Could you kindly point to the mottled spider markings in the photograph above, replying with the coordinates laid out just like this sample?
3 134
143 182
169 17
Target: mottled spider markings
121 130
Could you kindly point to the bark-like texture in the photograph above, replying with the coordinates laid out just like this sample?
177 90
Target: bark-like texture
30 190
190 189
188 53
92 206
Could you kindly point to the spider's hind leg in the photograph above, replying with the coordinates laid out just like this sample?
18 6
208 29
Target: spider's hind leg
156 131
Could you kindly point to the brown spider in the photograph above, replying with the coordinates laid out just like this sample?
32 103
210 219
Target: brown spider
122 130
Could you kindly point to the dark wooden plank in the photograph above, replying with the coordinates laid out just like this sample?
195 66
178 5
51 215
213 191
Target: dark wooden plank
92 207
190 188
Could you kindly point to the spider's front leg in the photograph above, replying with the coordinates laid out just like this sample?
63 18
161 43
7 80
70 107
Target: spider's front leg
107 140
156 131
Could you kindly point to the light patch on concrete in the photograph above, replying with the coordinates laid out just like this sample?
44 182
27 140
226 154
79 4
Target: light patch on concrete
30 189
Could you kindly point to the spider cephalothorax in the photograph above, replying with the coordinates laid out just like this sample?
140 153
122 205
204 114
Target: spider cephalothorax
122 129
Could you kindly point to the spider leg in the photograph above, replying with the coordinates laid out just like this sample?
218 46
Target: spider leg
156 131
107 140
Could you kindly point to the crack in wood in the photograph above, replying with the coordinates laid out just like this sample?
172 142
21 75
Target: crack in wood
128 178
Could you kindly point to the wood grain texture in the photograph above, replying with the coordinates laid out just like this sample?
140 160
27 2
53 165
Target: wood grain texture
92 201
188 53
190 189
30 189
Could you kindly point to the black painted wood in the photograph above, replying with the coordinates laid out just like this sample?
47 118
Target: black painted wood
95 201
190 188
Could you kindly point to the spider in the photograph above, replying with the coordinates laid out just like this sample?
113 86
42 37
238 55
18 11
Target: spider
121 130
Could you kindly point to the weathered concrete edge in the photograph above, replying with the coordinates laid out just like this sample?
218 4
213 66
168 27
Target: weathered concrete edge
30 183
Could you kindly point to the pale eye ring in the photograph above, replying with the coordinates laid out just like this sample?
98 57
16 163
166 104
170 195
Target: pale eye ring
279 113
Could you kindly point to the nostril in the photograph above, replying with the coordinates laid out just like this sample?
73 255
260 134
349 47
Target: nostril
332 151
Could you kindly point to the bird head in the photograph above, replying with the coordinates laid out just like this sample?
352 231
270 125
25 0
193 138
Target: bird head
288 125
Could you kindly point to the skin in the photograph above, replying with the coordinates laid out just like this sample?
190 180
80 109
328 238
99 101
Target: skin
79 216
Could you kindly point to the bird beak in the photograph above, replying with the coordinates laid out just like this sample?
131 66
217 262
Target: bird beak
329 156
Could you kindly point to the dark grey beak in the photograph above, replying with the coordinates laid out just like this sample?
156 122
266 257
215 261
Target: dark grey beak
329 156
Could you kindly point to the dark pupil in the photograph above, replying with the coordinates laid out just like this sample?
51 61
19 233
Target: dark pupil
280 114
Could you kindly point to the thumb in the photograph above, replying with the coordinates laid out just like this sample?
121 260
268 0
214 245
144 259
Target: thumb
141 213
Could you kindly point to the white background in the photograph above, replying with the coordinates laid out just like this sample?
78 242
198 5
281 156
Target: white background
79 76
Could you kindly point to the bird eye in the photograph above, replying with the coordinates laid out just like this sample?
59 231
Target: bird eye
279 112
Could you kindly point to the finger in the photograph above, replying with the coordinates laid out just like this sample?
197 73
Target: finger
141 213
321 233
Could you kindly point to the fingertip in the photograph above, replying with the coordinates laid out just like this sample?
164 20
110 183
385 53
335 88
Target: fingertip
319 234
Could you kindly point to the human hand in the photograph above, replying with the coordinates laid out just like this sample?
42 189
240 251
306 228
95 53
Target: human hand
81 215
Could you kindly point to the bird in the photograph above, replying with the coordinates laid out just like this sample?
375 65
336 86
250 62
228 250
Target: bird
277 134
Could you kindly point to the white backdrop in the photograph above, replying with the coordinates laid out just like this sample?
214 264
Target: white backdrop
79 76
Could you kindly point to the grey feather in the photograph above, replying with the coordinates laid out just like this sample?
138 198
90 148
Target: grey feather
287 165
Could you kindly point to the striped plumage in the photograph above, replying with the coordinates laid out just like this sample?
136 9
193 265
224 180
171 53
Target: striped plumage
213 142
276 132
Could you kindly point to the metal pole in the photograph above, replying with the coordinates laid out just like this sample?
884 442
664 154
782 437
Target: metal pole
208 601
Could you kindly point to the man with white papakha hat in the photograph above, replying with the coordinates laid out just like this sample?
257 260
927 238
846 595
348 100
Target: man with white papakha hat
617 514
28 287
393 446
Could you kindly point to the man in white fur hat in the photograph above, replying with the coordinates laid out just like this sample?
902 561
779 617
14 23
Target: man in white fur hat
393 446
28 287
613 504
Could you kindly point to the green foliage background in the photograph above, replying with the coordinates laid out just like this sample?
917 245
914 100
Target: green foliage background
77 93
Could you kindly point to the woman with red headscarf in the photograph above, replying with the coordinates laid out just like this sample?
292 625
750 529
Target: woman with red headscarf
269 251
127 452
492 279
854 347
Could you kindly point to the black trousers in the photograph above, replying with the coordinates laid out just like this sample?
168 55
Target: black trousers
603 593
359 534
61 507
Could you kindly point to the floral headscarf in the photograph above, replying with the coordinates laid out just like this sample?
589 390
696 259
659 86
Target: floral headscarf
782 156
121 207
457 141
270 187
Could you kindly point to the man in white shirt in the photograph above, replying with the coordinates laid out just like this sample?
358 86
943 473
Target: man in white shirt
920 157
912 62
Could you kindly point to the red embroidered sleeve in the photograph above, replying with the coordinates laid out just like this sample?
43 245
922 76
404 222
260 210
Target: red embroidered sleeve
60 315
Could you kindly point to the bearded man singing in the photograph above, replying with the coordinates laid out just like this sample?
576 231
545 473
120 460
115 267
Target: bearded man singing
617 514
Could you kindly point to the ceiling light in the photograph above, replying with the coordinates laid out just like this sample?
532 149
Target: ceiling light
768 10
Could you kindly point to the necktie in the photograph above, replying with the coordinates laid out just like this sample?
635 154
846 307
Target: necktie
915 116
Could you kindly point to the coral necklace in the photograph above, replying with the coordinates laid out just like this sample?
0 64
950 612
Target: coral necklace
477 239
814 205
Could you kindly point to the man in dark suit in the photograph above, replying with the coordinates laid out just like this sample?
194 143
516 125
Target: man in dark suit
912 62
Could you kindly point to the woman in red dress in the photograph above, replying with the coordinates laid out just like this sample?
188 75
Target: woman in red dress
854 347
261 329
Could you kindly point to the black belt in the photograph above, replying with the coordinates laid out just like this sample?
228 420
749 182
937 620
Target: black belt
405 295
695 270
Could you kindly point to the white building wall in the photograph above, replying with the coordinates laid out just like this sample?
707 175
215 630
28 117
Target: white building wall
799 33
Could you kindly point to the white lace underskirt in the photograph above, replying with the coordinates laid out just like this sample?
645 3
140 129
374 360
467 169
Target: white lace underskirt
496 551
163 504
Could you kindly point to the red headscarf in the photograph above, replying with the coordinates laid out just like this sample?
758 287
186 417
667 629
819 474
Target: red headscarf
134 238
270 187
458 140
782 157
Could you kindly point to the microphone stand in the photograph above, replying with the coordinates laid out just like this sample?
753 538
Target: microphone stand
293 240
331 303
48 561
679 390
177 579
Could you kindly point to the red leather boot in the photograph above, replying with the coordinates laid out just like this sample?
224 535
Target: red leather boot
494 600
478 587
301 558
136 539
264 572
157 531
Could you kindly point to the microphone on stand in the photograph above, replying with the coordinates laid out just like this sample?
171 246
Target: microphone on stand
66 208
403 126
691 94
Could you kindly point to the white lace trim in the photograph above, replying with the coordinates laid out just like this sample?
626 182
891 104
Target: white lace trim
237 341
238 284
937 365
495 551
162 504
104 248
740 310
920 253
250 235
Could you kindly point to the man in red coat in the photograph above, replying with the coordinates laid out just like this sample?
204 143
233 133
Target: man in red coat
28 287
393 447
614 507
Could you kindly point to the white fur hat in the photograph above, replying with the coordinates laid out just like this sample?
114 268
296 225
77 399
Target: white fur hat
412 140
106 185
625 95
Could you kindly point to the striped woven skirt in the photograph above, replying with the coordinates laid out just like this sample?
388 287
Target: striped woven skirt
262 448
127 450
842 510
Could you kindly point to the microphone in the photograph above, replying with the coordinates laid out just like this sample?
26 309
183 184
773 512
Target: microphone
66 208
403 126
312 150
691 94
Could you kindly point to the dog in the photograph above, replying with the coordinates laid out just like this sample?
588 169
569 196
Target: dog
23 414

▸ Work required
Only the lines from the beginning of the material above through the line with "Could you kindly point to the light" are wanted; extract them exactly.

▸ Solved exercise
Could you kindly point to the mottled spider markings in the photograph above, replying with the coordinates laid out just like this sample?
3 134
143 182
169 17
Target: mottled spider markings
121 130
Could you kindly point to the bark-like texture in the photograph above, replying with the coordinates laid out just like this sample?
177 90
Target: bark-like texture
30 190
190 189
188 53
92 206
Could you kindly point to the spider's hind leg in the photograph above, replying with the coordinates laid out just like this sample?
18 6
208 29
Target: spider's hind leg
156 131
Could you kindly point to the brown spider in the photograph above, replying with the coordinates laid out just like this sample?
32 103
210 219
Target: brown spider
122 130
Could you kindly point to the dark wooden plank in the photograph above, replying with the coordinates laid out just like this sample?
195 66
178 5
51 215
213 191
Target: dark wooden plank
92 207
190 188
Could you kindly point to the spider's front leg in the photograph above, replying with the coordinates laid out just like this sample?
63 18
161 43
7 80
70 107
Target: spider's front leg
107 140
156 131
Could you kindly point to the light patch on concrete in the photograph above, replying with the coordinates laid out just like this sample?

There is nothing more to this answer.